The answer is the line containing "the grass field" plus every line after it to the end of the material, retyped exactly and without the pictures.

Provided data START

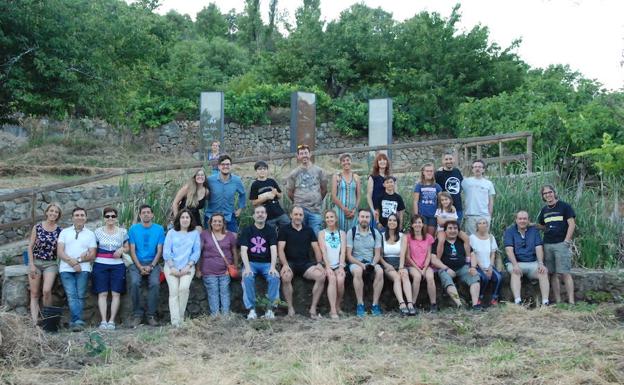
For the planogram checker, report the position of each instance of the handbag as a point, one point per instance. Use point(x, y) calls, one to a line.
point(231, 269)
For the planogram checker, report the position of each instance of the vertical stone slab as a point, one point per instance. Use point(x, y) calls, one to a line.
point(302, 120)
point(211, 120)
point(380, 123)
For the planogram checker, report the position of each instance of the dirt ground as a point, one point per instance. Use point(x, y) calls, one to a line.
point(508, 345)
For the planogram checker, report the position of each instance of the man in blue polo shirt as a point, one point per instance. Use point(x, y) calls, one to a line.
point(146, 243)
point(224, 188)
point(525, 256)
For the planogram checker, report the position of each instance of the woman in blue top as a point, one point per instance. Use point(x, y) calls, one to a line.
point(181, 253)
point(426, 198)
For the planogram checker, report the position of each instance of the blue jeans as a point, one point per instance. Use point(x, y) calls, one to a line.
point(496, 279)
point(312, 220)
point(249, 284)
point(136, 279)
point(218, 292)
point(75, 286)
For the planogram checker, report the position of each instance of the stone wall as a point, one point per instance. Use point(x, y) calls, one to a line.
point(590, 285)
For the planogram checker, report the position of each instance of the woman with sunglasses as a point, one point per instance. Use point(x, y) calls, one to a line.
point(333, 244)
point(109, 270)
point(192, 196)
point(42, 259)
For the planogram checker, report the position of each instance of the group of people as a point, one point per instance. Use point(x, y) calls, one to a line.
point(364, 242)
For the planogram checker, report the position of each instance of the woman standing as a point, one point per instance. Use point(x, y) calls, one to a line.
point(375, 187)
point(394, 250)
point(484, 246)
point(180, 252)
point(42, 260)
point(192, 196)
point(218, 246)
point(333, 244)
point(346, 194)
point(109, 270)
point(419, 243)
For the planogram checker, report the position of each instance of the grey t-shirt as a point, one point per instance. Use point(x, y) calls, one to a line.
point(363, 244)
point(307, 183)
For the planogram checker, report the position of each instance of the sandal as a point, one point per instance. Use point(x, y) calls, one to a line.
point(403, 309)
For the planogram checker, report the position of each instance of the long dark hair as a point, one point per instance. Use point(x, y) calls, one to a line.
point(176, 221)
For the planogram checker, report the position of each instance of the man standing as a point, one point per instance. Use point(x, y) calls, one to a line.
point(450, 178)
point(363, 255)
point(146, 244)
point(225, 188)
point(76, 249)
point(452, 263)
point(525, 256)
point(479, 194)
point(557, 219)
point(258, 244)
point(294, 243)
point(306, 186)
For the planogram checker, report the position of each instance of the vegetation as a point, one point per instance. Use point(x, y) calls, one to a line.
point(136, 68)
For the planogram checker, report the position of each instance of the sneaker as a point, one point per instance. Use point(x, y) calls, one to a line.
point(136, 321)
point(360, 311)
point(268, 314)
point(252, 314)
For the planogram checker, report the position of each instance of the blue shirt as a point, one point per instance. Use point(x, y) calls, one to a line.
point(222, 195)
point(181, 248)
point(524, 247)
point(146, 240)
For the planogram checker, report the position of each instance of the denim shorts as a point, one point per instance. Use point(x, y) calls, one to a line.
point(108, 278)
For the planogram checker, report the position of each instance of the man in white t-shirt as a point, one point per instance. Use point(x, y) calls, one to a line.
point(76, 249)
point(479, 197)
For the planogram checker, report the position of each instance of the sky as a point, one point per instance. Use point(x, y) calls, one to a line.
point(588, 35)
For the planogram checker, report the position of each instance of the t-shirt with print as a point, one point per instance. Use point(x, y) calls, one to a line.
point(108, 244)
point(428, 198)
point(75, 245)
point(477, 192)
point(259, 187)
point(483, 249)
point(146, 240)
point(387, 205)
point(555, 221)
point(307, 183)
point(454, 254)
point(298, 243)
point(258, 242)
point(450, 181)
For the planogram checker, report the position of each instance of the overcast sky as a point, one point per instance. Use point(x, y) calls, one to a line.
point(586, 34)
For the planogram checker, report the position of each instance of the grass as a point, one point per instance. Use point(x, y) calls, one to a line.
point(511, 345)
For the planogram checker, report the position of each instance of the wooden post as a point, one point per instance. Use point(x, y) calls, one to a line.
point(530, 154)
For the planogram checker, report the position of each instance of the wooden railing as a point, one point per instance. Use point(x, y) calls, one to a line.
point(459, 145)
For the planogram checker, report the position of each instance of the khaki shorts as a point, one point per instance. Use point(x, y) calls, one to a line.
point(529, 269)
point(557, 257)
point(46, 266)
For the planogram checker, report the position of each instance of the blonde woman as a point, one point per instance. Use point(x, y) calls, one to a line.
point(42, 259)
point(192, 196)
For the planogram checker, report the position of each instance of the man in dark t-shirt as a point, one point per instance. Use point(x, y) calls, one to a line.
point(258, 244)
point(294, 244)
point(265, 191)
point(558, 221)
point(452, 263)
point(449, 178)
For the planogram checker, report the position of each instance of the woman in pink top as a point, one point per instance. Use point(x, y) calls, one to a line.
point(419, 243)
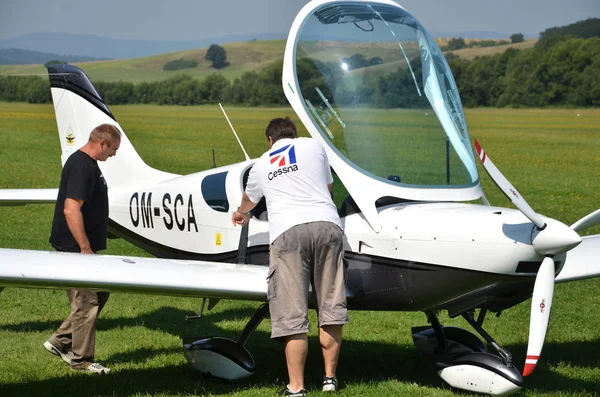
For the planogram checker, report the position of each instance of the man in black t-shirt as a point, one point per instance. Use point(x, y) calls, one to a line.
point(80, 225)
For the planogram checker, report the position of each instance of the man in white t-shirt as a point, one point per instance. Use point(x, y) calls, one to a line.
point(306, 247)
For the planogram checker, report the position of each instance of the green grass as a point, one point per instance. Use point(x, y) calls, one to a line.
point(551, 156)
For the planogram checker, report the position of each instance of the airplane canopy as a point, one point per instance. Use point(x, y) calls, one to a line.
point(368, 80)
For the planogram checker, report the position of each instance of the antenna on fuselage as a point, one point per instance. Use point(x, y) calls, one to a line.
point(234, 133)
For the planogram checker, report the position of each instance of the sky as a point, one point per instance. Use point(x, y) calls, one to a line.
point(199, 19)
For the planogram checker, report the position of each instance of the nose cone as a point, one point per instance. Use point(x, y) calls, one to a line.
point(556, 238)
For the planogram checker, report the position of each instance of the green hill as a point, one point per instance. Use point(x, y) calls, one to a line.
point(242, 57)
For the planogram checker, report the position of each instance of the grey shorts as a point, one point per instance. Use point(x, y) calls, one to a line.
point(310, 253)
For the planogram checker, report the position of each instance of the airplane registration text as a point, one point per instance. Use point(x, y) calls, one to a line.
point(173, 210)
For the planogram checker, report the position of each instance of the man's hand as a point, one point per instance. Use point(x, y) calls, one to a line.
point(239, 219)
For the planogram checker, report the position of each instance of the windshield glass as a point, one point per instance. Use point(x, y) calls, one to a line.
point(381, 93)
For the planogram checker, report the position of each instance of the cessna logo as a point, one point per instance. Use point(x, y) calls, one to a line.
point(285, 159)
point(70, 139)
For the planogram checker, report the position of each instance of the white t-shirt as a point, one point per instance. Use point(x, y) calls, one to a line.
point(293, 176)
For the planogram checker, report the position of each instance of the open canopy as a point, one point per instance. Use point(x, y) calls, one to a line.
point(367, 79)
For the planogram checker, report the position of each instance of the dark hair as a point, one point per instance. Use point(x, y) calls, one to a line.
point(281, 128)
point(108, 132)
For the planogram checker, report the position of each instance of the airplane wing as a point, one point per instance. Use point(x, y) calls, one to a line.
point(27, 196)
point(582, 261)
point(48, 269)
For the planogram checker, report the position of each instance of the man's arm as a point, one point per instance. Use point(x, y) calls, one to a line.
point(74, 219)
point(240, 216)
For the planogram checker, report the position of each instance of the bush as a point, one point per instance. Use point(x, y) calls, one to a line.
point(217, 55)
point(517, 38)
point(179, 64)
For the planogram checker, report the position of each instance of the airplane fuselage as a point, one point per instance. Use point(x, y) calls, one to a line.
point(427, 255)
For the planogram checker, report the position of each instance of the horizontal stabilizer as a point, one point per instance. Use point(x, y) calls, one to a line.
point(582, 261)
point(47, 269)
point(27, 196)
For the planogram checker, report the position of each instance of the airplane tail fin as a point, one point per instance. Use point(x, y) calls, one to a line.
point(79, 109)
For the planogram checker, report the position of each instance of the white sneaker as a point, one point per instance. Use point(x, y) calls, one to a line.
point(329, 384)
point(66, 357)
point(97, 369)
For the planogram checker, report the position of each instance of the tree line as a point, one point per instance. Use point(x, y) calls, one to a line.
point(566, 73)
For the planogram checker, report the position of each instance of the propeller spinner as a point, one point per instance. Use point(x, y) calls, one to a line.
point(549, 238)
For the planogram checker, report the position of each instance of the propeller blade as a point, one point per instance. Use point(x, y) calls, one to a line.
point(541, 303)
point(587, 221)
point(507, 188)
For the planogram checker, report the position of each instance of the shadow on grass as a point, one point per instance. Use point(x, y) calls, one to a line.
point(360, 361)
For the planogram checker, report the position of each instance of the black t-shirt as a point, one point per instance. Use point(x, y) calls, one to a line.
point(81, 179)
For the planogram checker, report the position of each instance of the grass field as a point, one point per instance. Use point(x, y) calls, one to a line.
point(243, 57)
point(552, 157)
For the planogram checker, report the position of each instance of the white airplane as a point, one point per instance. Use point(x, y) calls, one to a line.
point(413, 240)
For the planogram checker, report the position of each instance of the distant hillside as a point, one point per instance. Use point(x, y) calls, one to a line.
point(582, 29)
point(243, 57)
point(472, 53)
point(14, 56)
point(90, 45)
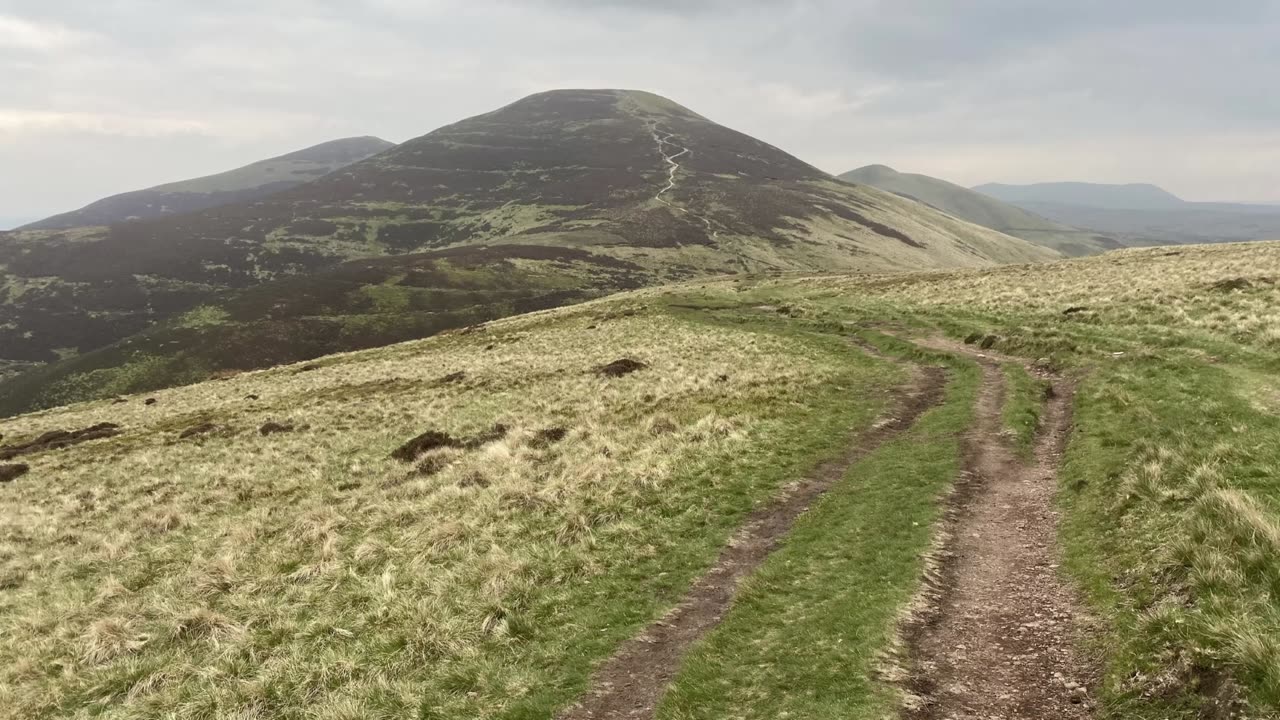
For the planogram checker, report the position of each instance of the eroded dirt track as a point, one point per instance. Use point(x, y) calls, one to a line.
point(630, 684)
point(997, 641)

Provided data END

§ Result:
For the planogram checker, report the position of each instance of the grass field as a point, one point per instance. Use point(x, y) calls, one to a line.
point(243, 57)
point(552, 157)
For the planogram checker, report the position of each instance of the white airplane as a point, one point per instance. Use point(x, y) calls, one to a line.
point(413, 240)
For the planogram checker, report the position of each instance of the distant hillside as a point, one point per instance. Use point(x, y) calls, one to a line.
point(582, 29)
point(243, 57)
point(472, 53)
point(14, 56)
point(90, 45)
For the planogram checker, report the position of each instance of the eroded dirt track as a point, one point per instance. Use point(x, y) calls, one to a line.
point(630, 684)
point(997, 641)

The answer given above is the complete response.